- _What you will do_
Reproduce the listing below word for word, keeping every line but leaving out the pictures.
*****
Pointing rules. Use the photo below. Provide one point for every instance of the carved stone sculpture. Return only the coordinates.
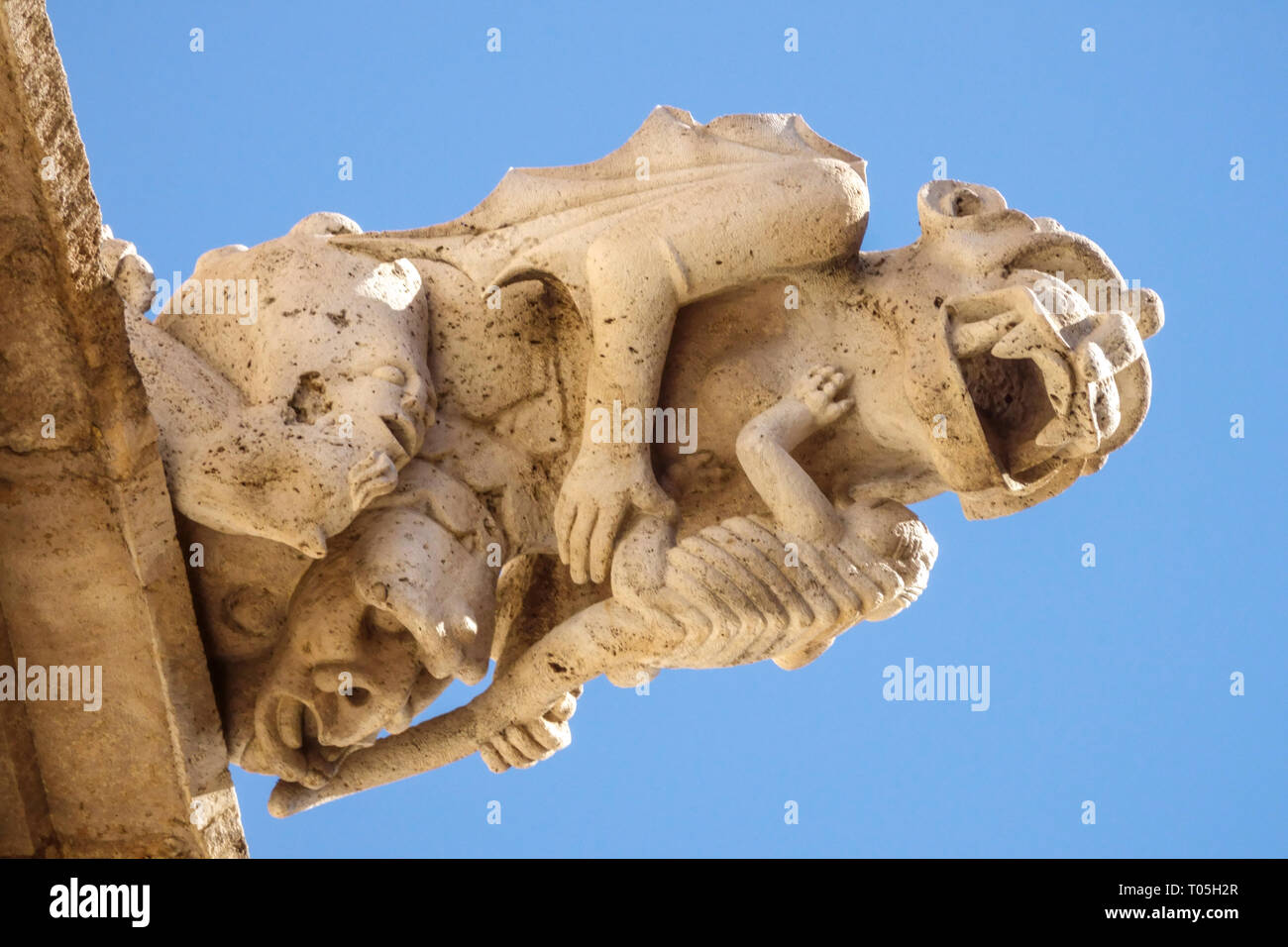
(655, 411)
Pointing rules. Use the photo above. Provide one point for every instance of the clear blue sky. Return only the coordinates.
(1108, 684)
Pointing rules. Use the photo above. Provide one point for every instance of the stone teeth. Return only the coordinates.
(973, 338)
(1055, 433)
(1018, 343)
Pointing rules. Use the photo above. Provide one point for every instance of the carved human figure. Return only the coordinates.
(977, 360)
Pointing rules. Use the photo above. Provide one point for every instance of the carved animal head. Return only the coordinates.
(376, 630)
(1031, 368)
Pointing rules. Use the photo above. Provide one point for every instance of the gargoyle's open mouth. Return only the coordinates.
(294, 745)
(1013, 406)
(1041, 357)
*****
- _Correct output_
Pointing rules. Use the photo below. Provide one point for every instance of the carved stone sculpture. Return only the coordinates.
(655, 411)
Pointing rules. Use the photo above. Provide one point for every instance of the clear blue sky. Return only the coordinates.
(1108, 684)
Pointing rules. Use the photo above. Provide one point for every instance of the stone teeth. Return only the coordinates.
(973, 338)
(1055, 433)
(1018, 343)
Pointing rules. Use the photo above. Provide one point for every instance of the carved human figure. Return only the coordinates.
(977, 360)
Pointing rules. Use the photo above. Provide one point for every instance of the carved animal head. Return only the coordinates.
(376, 630)
(1031, 368)
Pointing rules. Use the photo above. Provide one point for every instance of the gargoyle's open mouth. Return only the coordinates.
(294, 745)
(1013, 406)
(1041, 357)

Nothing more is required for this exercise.